Exercises to complete —
**A)** In the loudspeaker text, what method is preferred for joining the conducting path already laminated on the plastic foil to the wire ends of the voice coil?
**B)** Please switch "plastic foil" to "polymer film" in the loudspeaker text, starting with "If the connection" and going on through "(voice coil, diaphragm).", and give that part again.

Text shown —
— Start —
If the connection line is made by placing a conducting path on a plastic foil, a subsequent covering of the connection line with the plastic material can be omitted. Such connection lines laminated on plastic foil can be purchased ready-made. Connecting the conducting path, which is already laminated on the plastic foil, to the respective wire ends of the voice coil is preferably accomplished by electric welding. This is so because ultrasonic welding can damage the already installed plastic foil of this process step, which can potentially remove the electric insulation which the foil provides to the connection lines against the metallic oscillating loudspeaker parts (voice coil, diaphragm).
If at least two connection lines, which are laterally separated from each other, are arranged on a plastic foil, special attaching straps are superfluous, because in this case the plastic area between the two connection lines can be used as an attaching strap.
If a U-shaped clamp is used as the attaching means which penetrates into the plastic foil and the diaphragm or the voice coil support, the use of only one such clamp is a sufficient attachment if the cross-piece of the clamp connecting the shanks runs parallel to the respective connection lines.
If the ends of the shanks are pointed, in addition to the advantage of weight saving, it also has the advantage that the plastic foil does not require any preliminary perforation to prevent migration.
— End —
Information shown —
— Start —
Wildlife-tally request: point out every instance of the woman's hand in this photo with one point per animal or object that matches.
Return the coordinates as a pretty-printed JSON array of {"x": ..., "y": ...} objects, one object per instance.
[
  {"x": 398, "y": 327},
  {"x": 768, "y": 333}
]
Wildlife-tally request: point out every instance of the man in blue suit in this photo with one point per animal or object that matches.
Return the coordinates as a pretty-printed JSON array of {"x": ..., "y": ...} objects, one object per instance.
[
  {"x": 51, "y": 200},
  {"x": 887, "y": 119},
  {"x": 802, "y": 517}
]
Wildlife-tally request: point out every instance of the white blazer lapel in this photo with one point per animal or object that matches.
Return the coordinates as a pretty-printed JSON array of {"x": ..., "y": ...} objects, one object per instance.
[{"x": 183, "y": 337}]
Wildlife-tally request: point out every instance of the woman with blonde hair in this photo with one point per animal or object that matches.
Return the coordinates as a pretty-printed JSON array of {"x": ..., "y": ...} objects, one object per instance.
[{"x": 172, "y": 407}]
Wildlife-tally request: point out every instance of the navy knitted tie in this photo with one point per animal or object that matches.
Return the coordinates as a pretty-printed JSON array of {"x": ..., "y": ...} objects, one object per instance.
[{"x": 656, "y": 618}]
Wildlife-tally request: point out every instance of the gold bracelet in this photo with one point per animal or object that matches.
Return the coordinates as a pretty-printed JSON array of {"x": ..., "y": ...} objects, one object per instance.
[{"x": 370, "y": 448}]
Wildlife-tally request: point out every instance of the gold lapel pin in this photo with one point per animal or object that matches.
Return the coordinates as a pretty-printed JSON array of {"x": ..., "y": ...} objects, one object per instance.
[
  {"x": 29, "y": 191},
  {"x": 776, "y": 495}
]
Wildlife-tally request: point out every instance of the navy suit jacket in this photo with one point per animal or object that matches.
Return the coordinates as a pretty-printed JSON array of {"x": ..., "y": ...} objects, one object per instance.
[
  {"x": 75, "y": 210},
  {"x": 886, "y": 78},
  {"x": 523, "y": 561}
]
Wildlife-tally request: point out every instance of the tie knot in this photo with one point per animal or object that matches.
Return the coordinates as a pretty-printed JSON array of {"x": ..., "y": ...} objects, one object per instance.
— End —
Outputs —
**A)** Electric welding.

**B)**
If the connection line is made by placing a conducting path on a polymer film, a subsequent covering of the connection line with the plastic material can be omitted. Such connection lines laminated on polymer film can be purchased ready-made. Connecting the conducting path, which is already laminated on the polymer film, to the respective wire ends of the voice coil is preferably accomplished by electric welding. This is so because ultrasonic welding can damage the already installed polymer film of this process step, which can potentially remove the electric insulation which the foil provides to the connection lines against the metallic oscillating loudspeaker parts (voice coil, diaphragm).